» What this exercise asks
1. Please rewrite the stretch of the canoeing story from "Let me take" through "ready for more.", putting "partner" in place of "wife".
2. According to the canoeing story, where was the 15-foot Old Town canoe acquired?
3. Write the next part of the canoeing story, picking up after its final sentence.
-- Begin Text section --
It was a beautiful, if warm, late Saturday morning and I was standing knee deep in Buffalo Bayou. Above me, cars were whizzing by on the West Loop with no idea that beneath their tires was a desperate man and his wife just trying to get home, dragging a battered canoe against a current that was far more formidable than we had been warned.

Let me take a step back.

Up until this point, my recent canoeing experience had been on lakes. Sure, as a kid, I braved the waters of the Guadalupe, but that was with my parents and I was a child. In the past few months since acquiring this 15-foot Old Town canoe on Facebook Marketplace, I (and my wife) had stuck mostly with places like Raven Lake in Huntsville State Park and the north fork of Lake Conroe. We thought we were ready for more.

Having seen many people canoeing down Buffalo Bayou — kids even! — and having gone on a boat trip with the Buffalo Bayou Partnership down the east end toward the Ship Channel a number of years ago, it seemed like something that any good Houstonian should do. There's a place to put in right at the Loop and Woodway. From there, it's a fascinating ride downstream towards downtown through Memorial Park, the Houston Arboretum and River Oaks. Go far enough and you get the Buffalo Bayou Park with magnificent views of the skyline.
-- End Text section --
-- Begin Material --
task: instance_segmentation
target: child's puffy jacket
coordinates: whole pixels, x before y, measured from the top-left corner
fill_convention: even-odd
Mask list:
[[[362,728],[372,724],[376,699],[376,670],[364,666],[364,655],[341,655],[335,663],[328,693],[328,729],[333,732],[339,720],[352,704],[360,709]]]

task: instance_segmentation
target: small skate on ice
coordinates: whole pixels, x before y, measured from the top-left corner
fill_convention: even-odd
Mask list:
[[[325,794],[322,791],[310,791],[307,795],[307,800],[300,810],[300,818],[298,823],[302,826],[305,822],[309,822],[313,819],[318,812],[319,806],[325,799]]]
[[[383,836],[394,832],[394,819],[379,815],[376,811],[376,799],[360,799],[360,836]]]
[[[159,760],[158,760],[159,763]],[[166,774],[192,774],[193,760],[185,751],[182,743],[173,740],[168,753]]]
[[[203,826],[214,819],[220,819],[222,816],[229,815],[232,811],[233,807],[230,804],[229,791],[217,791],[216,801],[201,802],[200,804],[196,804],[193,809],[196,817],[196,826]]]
-- End Material --
» Answers to the exercise
1.
Let me take a step back.

Up until this point, my recent canoeing experience had been on lakes. Sure, as a kid, I braved the waters of the Guadalupe, but that was with my parents and I was a child. In the past few months since acquiring this 15-foot Old Town canoe on Facebook Marketplace, I (and my partner) had stuck mostly with places like Raven Lake in Huntsville State Park and the north fork of Lake Conroe. We thought we were ready for more.

2. On Facebook Marketplace.

3.
I began to do some research on what to expect. The reviews were positive and reassuring. "Easy," one said. "Nice and slow," another quipped. And there were at least a couple who suggested it was possible to paddle a little ways downstream and then return to your launch point. We understood that with rivers and streams you typically need an exit point downstream where you have to be ferried back to the start. But, this is a slough, a bayou, no problem. And we hadn't had any significant rain in a few weeks.

Well, whoever that person is, they lie.

All journeys begin with a single step and, in this case, with a giant crashing thud into the water. The put in point, while well heeled and in good shape, didn't exactly give you a gentle slope or ramp to put the boat in. The choices were a three-foot drop from a concrete embankment or a climb over a small hill and a steep muddy downslope to the water. We chose the former, attempting the tried and true 1-2-3-go method, which failed spectacularly.

I will stop for a moment here to say that I had the good sense to grab one of the roof tie downs and attach it to the bow of the canoe as a tie line. Had I not done this, well, let's just say this may have been my last canoe column for a while.

Anyway, the canoe tipped in sideways, water pouring in over the side. Stupidly, we left the life jackets in the boat and one began slowing drifting downstream, a bright orange spot in otherwise dense brown water floating away ever so slowly.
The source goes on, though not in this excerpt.